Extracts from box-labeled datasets
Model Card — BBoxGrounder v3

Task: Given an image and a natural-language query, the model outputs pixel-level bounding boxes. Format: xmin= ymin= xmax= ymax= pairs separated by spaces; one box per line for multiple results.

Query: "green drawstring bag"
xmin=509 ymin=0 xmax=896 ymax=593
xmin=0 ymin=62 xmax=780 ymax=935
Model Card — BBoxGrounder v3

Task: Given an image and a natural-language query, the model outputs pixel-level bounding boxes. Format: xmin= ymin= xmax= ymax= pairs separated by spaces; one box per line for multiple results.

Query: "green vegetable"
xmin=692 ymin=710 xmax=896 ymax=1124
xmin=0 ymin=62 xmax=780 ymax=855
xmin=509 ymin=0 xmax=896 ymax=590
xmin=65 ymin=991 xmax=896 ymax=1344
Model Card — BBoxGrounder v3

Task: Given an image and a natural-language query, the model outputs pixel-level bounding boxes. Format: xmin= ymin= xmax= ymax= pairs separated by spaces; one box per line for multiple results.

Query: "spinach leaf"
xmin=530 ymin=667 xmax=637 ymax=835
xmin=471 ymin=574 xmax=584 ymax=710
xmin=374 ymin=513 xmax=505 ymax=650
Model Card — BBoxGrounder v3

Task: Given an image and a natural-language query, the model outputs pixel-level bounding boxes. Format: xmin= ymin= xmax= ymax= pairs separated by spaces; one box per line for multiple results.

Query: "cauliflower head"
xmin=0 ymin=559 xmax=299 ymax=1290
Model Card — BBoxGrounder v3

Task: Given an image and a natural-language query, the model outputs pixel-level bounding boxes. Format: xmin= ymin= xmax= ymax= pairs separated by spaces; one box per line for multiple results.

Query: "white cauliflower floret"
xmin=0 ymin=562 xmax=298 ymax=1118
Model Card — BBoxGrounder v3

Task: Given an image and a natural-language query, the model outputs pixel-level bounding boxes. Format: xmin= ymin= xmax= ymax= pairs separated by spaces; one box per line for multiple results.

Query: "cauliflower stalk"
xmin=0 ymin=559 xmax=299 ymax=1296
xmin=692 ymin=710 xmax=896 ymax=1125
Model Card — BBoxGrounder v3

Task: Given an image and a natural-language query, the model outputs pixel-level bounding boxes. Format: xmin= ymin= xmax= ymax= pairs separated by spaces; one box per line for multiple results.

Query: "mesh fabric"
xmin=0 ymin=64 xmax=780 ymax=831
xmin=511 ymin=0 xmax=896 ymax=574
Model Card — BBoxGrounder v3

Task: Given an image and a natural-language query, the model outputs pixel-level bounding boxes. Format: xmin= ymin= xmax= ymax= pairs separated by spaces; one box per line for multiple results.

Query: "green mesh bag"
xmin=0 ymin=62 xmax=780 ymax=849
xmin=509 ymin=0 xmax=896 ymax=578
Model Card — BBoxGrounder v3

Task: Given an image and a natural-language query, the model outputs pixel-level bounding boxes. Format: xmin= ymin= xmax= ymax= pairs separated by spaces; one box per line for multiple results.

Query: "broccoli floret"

* * *

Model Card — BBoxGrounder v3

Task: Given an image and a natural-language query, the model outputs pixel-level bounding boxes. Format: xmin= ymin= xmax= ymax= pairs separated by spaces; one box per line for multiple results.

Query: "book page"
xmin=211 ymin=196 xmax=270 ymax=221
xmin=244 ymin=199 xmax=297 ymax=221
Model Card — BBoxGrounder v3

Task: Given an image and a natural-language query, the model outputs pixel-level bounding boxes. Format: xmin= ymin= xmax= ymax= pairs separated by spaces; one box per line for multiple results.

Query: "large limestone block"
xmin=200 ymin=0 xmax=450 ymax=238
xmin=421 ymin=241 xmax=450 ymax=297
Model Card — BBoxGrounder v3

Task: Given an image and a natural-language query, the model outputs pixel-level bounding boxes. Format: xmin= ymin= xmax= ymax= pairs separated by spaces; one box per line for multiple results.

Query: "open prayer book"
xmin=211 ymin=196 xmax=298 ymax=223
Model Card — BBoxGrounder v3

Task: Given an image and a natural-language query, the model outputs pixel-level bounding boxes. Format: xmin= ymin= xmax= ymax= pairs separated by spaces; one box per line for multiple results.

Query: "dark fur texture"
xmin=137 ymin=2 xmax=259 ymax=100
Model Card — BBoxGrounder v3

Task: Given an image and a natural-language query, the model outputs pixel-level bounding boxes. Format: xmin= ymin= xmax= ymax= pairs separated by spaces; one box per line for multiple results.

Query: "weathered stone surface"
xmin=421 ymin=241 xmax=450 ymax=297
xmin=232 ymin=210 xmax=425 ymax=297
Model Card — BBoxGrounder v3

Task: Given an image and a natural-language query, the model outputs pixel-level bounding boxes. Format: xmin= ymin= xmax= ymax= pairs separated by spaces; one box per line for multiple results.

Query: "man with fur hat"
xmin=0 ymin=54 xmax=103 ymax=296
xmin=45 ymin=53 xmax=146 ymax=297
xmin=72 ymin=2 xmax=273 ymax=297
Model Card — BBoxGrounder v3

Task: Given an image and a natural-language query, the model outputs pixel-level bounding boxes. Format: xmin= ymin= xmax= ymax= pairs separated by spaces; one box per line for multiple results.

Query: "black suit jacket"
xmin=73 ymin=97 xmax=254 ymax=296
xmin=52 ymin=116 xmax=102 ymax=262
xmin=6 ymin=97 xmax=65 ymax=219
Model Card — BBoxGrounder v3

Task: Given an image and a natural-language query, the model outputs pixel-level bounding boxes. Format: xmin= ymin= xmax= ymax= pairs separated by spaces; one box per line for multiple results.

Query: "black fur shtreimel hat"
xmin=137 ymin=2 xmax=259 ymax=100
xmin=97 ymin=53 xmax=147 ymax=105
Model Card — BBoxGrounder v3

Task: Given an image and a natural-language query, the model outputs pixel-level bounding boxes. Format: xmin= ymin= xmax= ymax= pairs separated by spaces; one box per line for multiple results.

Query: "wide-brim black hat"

**Written request**
Identify every line in the entries above that contains the word "cauliflower", and copy each of those lines.

**Result**
Query: "cauliflower head"
Query: "white cauliflower floret"
Query: "cauliflower stalk"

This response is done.